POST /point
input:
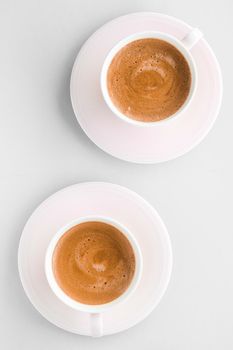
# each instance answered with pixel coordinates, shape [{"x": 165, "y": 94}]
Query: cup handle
[
  {"x": 96, "y": 325},
  {"x": 192, "y": 38}
]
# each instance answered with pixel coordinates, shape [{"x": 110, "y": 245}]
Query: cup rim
[
  {"x": 143, "y": 35},
  {"x": 88, "y": 307}
]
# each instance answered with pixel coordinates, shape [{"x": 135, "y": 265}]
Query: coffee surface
[
  {"x": 148, "y": 80},
  {"x": 93, "y": 263}
]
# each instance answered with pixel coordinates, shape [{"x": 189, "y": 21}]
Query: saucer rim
[
  {"x": 185, "y": 149},
  {"x": 169, "y": 262}
]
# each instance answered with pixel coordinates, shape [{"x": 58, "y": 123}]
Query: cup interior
[
  {"x": 86, "y": 307},
  {"x": 144, "y": 35}
]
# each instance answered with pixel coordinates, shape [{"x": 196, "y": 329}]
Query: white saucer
[
  {"x": 143, "y": 144},
  {"x": 104, "y": 199}
]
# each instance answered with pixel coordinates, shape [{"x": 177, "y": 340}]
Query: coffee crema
[
  {"x": 93, "y": 263},
  {"x": 148, "y": 80}
]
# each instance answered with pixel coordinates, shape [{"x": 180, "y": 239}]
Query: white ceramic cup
[
  {"x": 95, "y": 311},
  {"x": 184, "y": 46}
]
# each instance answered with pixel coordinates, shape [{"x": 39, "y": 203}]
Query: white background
[{"x": 43, "y": 149}]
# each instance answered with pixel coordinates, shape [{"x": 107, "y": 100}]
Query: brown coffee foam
[
  {"x": 93, "y": 263},
  {"x": 148, "y": 80}
]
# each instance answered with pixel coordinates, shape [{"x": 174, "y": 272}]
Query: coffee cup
[
  {"x": 183, "y": 46},
  {"x": 95, "y": 311}
]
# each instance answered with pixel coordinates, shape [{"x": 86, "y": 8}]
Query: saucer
[
  {"x": 160, "y": 142},
  {"x": 102, "y": 199}
]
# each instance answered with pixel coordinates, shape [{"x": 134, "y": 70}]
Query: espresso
[
  {"x": 93, "y": 263},
  {"x": 148, "y": 80}
]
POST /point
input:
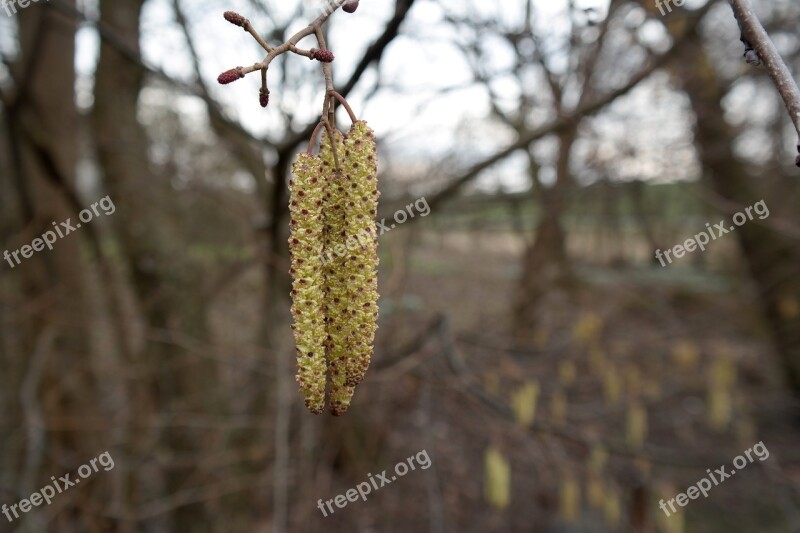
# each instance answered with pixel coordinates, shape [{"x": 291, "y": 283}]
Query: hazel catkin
[
  {"x": 305, "y": 245},
  {"x": 333, "y": 245}
]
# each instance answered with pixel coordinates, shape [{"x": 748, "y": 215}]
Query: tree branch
[{"x": 757, "y": 37}]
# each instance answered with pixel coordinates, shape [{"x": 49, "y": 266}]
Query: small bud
[
  {"x": 230, "y": 76},
  {"x": 326, "y": 56},
  {"x": 751, "y": 56},
  {"x": 235, "y": 18}
]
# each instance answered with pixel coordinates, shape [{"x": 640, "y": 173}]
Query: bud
[
  {"x": 326, "y": 56},
  {"x": 230, "y": 76},
  {"x": 235, "y": 18},
  {"x": 306, "y": 246}
]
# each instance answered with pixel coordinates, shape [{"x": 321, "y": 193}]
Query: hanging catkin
[
  {"x": 306, "y": 247},
  {"x": 337, "y": 287},
  {"x": 337, "y": 301}
]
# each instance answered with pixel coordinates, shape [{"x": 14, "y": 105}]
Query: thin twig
[{"x": 757, "y": 36}]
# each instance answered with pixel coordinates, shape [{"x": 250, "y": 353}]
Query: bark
[{"x": 164, "y": 281}]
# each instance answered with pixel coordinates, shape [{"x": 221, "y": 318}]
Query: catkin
[
  {"x": 306, "y": 247},
  {"x": 337, "y": 302},
  {"x": 361, "y": 263},
  {"x": 334, "y": 266}
]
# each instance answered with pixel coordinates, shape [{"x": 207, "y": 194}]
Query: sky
[{"x": 428, "y": 111}]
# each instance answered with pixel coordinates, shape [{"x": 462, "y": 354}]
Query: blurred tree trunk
[
  {"x": 165, "y": 281},
  {"x": 772, "y": 258},
  {"x": 545, "y": 263}
]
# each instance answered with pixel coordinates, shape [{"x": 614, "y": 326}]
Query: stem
[
  {"x": 349, "y": 109},
  {"x": 781, "y": 77}
]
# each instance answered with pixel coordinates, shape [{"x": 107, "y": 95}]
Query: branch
[{"x": 755, "y": 35}]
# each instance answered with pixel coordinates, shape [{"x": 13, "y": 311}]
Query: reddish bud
[
  {"x": 234, "y": 18},
  {"x": 326, "y": 56},
  {"x": 230, "y": 76}
]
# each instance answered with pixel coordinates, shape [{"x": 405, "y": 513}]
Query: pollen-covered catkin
[
  {"x": 337, "y": 300},
  {"x": 306, "y": 247},
  {"x": 360, "y": 170}
]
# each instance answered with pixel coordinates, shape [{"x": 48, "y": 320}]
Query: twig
[{"x": 755, "y": 35}]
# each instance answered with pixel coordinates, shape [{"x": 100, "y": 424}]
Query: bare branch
[{"x": 757, "y": 36}]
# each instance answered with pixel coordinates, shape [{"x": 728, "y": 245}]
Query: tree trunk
[{"x": 772, "y": 258}]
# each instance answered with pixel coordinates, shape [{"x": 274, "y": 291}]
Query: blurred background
[{"x": 559, "y": 378}]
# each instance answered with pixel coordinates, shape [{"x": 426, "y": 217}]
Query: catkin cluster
[{"x": 333, "y": 246}]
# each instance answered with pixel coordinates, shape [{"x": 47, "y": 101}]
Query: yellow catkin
[
  {"x": 558, "y": 408},
  {"x": 636, "y": 427},
  {"x": 598, "y": 458},
  {"x": 567, "y": 372},
  {"x": 360, "y": 168},
  {"x": 595, "y": 491},
  {"x": 612, "y": 509},
  {"x": 523, "y": 401},
  {"x": 306, "y": 246},
  {"x": 333, "y": 244},
  {"x": 497, "y": 485},
  {"x": 337, "y": 300},
  {"x": 685, "y": 355},
  {"x": 721, "y": 379}
]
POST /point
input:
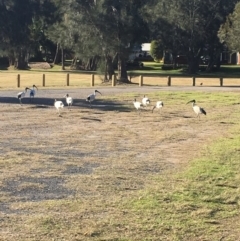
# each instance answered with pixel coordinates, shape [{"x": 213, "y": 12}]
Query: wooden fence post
[
  {"x": 67, "y": 79},
  {"x": 18, "y": 80},
  {"x": 140, "y": 80},
  {"x": 221, "y": 81},
  {"x": 92, "y": 80},
  {"x": 194, "y": 81},
  {"x": 43, "y": 80},
  {"x": 169, "y": 80},
  {"x": 113, "y": 80}
]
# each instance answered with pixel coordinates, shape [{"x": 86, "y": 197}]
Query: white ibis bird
[
  {"x": 33, "y": 91},
  {"x": 197, "y": 109},
  {"x": 58, "y": 105},
  {"x": 137, "y": 105},
  {"x": 69, "y": 100},
  {"x": 158, "y": 105},
  {"x": 22, "y": 94},
  {"x": 145, "y": 101},
  {"x": 92, "y": 97}
]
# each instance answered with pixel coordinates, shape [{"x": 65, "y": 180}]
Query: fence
[{"x": 91, "y": 79}]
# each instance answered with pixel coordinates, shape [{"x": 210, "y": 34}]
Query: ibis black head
[
  {"x": 191, "y": 101},
  {"x": 98, "y": 92}
]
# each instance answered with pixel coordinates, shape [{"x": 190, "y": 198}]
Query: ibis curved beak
[{"x": 190, "y": 101}]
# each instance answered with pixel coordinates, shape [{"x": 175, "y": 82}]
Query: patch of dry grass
[{"x": 73, "y": 177}]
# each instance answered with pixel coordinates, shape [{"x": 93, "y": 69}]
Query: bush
[{"x": 156, "y": 50}]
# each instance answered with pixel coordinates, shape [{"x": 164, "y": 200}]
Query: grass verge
[{"x": 200, "y": 202}]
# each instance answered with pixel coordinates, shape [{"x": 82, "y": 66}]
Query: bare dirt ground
[{"x": 99, "y": 155}]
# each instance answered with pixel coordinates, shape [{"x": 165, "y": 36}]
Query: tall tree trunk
[
  {"x": 122, "y": 70},
  {"x": 109, "y": 70},
  {"x": 18, "y": 60},
  {"x": 56, "y": 58},
  {"x": 63, "y": 59}
]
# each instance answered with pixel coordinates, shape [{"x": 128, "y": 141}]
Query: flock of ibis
[{"x": 90, "y": 98}]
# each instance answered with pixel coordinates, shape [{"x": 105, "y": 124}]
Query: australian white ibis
[
  {"x": 158, "y": 105},
  {"x": 58, "y": 105},
  {"x": 33, "y": 91},
  {"x": 22, "y": 94},
  {"x": 69, "y": 100},
  {"x": 137, "y": 105},
  {"x": 197, "y": 109},
  {"x": 145, "y": 101},
  {"x": 92, "y": 97}
]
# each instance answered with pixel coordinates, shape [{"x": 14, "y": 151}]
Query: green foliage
[
  {"x": 156, "y": 50},
  {"x": 229, "y": 32}
]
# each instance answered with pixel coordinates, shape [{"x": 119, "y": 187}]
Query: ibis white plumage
[
  {"x": 33, "y": 91},
  {"x": 58, "y": 105},
  {"x": 22, "y": 94},
  {"x": 92, "y": 97},
  {"x": 69, "y": 100},
  {"x": 158, "y": 105},
  {"x": 137, "y": 104},
  {"x": 197, "y": 109},
  {"x": 145, "y": 101}
]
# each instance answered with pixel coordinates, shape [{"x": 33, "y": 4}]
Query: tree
[
  {"x": 24, "y": 28},
  {"x": 189, "y": 27},
  {"x": 156, "y": 50},
  {"x": 106, "y": 29},
  {"x": 229, "y": 32}
]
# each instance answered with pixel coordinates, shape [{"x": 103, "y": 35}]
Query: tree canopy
[{"x": 102, "y": 32}]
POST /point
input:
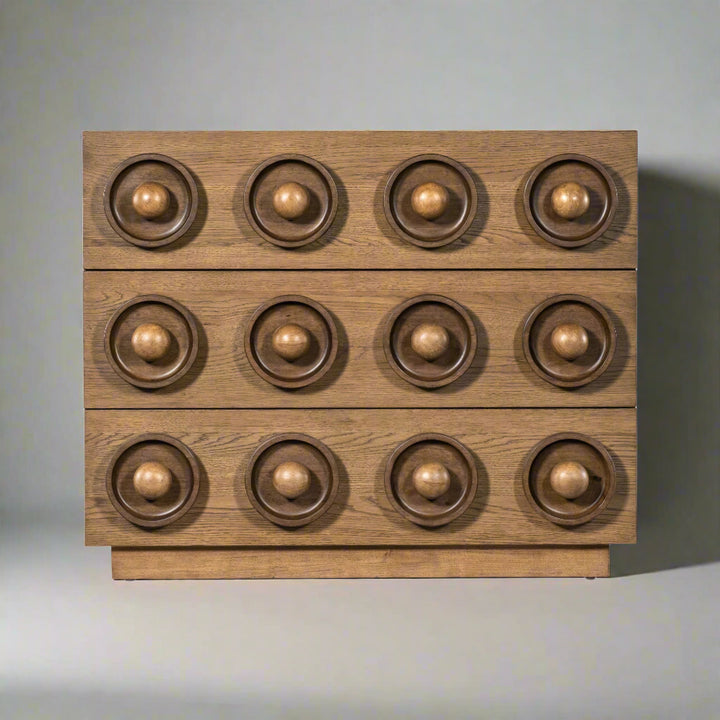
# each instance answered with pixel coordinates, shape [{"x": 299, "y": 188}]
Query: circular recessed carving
[
  {"x": 569, "y": 478},
  {"x": 431, "y": 479},
  {"x": 151, "y": 341},
  {"x": 430, "y": 200},
  {"x": 291, "y": 200},
  {"x": 291, "y": 341},
  {"x": 292, "y": 479},
  {"x": 151, "y": 200},
  {"x": 430, "y": 340},
  {"x": 569, "y": 340},
  {"x": 570, "y": 200},
  {"x": 153, "y": 480}
]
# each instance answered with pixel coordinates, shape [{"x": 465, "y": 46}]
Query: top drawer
[{"x": 359, "y": 200}]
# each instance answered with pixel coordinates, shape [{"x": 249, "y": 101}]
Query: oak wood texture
[
  {"x": 290, "y": 200},
  {"x": 362, "y": 442},
  {"x": 430, "y": 340},
  {"x": 569, "y": 340},
  {"x": 297, "y": 454},
  {"x": 431, "y": 479},
  {"x": 570, "y": 200},
  {"x": 574, "y": 449},
  {"x": 150, "y": 200},
  {"x": 430, "y": 200},
  {"x": 360, "y": 303},
  {"x": 281, "y": 355},
  {"x": 156, "y": 454},
  {"x": 381, "y": 562},
  {"x": 361, "y": 163},
  {"x": 151, "y": 341}
]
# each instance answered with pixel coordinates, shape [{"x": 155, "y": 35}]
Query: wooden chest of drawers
[{"x": 360, "y": 354}]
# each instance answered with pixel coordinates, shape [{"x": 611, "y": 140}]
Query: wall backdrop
[{"x": 644, "y": 644}]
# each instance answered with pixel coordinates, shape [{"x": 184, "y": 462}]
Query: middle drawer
[{"x": 237, "y": 339}]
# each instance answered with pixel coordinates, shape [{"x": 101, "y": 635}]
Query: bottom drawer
[{"x": 364, "y": 481}]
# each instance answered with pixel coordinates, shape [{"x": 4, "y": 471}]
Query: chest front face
[{"x": 360, "y": 354}]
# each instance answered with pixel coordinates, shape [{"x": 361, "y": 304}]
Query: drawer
[
  {"x": 362, "y": 327},
  {"x": 365, "y": 200},
  {"x": 496, "y": 461}
]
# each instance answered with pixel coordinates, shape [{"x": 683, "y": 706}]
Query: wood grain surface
[
  {"x": 361, "y": 163},
  {"x": 228, "y": 563},
  {"x": 362, "y": 441},
  {"x": 361, "y": 302}
]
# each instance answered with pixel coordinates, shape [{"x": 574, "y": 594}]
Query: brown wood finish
[
  {"x": 430, "y": 200},
  {"x": 150, "y": 200},
  {"x": 569, "y": 340},
  {"x": 360, "y": 303},
  {"x": 431, "y": 479},
  {"x": 126, "y": 479},
  {"x": 295, "y": 454},
  {"x": 570, "y": 200},
  {"x": 362, "y": 441},
  {"x": 379, "y": 354},
  {"x": 430, "y": 340},
  {"x": 549, "y": 464},
  {"x": 381, "y": 562},
  {"x": 290, "y": 200},
  {"x": 151, "y": 341},
  {"x": 291, "y": 341},
  {"x": 361, "y": 163}
]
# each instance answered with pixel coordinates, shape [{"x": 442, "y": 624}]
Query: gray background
[{"x": 642, "y": 644}]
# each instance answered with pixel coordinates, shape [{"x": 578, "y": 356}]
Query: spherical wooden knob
[
  {"x": 291, "y": 200},
  {"x": 151, "y": 200},
  {"x": 429, "y": 200},
  {"x": 569, "y": 479},
  {"x": 569, "y": 340},
  {"x": 152, "y": 480},
  {"x": 291, "y": 342},
  {"x": 570, "y": 200},
  {"x": 291, "y": 479},
  {"x": 431, "y": 480},
  {"x": 429, "y": 341},
  {"x": 151, "y": 341}
]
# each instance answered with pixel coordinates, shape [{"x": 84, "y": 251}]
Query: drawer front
[
  {"x": 368, "y": 368},
  {"x": 226, "y": 448},
  {"x": 365, "y": 200}
]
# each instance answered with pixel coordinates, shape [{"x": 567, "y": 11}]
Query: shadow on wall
[{"x": 678, "y": 378}]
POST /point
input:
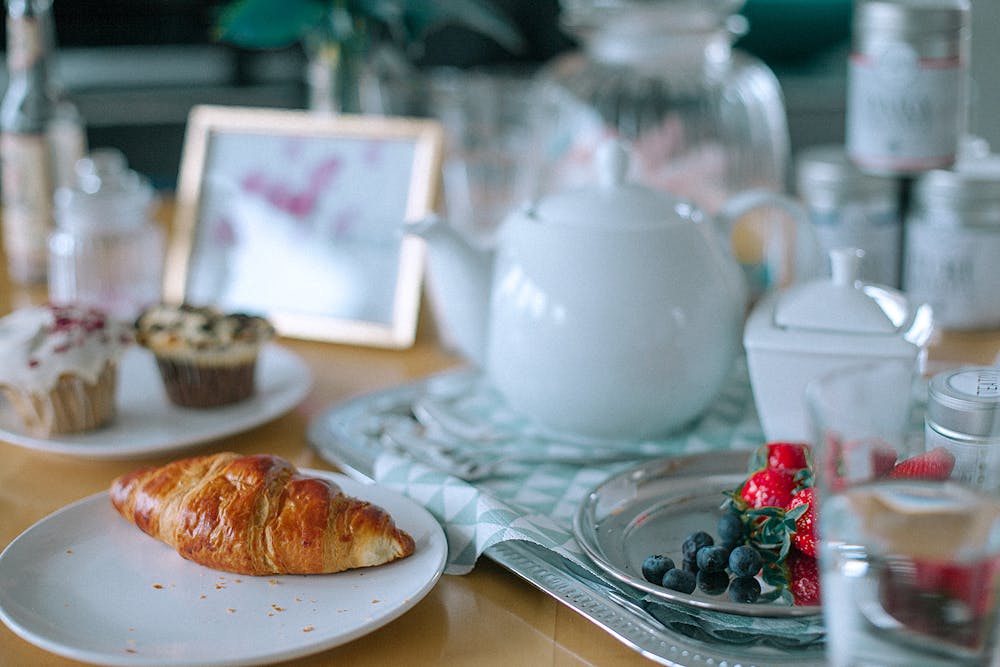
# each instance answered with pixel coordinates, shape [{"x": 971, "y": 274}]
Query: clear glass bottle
------------------------------------------------------------------------
_Requirements_
Report every line of the records that contains the word "grass", copying each one in full.

_Exercise response_
Query: patch of dry grass
Query: grass verge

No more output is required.